====== Data provided

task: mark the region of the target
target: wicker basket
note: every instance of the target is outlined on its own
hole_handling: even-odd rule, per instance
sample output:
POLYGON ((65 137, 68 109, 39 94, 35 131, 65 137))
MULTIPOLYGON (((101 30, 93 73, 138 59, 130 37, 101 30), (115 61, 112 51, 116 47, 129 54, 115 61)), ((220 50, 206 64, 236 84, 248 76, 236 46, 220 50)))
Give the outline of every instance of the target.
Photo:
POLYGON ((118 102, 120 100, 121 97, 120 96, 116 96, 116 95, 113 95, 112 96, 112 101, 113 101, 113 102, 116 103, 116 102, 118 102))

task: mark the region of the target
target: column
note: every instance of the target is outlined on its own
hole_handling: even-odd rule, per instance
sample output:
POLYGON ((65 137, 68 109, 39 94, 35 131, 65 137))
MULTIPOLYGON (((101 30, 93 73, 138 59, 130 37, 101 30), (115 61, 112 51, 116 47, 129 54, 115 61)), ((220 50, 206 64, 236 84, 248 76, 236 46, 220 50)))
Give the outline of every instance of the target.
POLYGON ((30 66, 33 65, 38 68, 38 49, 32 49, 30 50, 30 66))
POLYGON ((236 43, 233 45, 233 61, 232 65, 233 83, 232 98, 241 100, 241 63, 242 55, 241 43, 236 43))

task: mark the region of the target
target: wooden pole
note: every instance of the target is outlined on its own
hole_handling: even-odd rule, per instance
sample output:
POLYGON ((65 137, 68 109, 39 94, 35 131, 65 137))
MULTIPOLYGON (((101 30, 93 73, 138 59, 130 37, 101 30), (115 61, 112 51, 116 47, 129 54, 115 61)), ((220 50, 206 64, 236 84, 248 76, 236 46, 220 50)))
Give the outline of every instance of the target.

============

Instructions to follow |
Can you quote the data verbatim, from its first line through the line that contains "POLYGON ((236 43, 233"?

Reply to the task |
task: mark the region of the target
target: wicker basket
note: every instance of the target is outlined on its own
hole_handling: even-odd rule, per instance
sample output:
POLYGON ((65 137, 68 109, 39 94, 35 131, 65 137))
MULTIPOLYGON (((101 30, 93 73, 138 59, 130 37, 101 30), (115 61, 112 51, 116 47, 129 54, 115 61)), ((220 50, 206 64, 236 84, 248 76, 236 46, 220 50)))
Give the outline of every instance of the target.
Photo:
POLYGON ((118 102, 120 100, 121 97, 120 96, 116 96, 116 95, 113 95, 112 96, 112 101, 113 101, 113 102, 116 103, 116 102, 118 102))

task: mark the region of the target
target: column
note: every instance of the target is outlined on its own
hole_handling: even-odd rule, per instance
sample output:
POLYGON ((65 137, 68 109, 39 94, 35 131, 65 137))
MULTIPOLYGON (((101 30, 93 73, 138 59, 130 37, 101 30), (115 61, 112 51, 116 47, 129 54, 115 61)), ((220 50, 206 64, 236 84, 248 76, 236 46, 220 50)))
Give the outline of every instance of the target.
POLYGON ((30 66, 33 65, 38 68, 38 49, 32 49, 30 50, 30 66))
POLYGON ((236 43, 233 45, 233 61, 232 65, 233 83, 232 98, 241 100, 241 63, 242 55, 241 43, 236 43))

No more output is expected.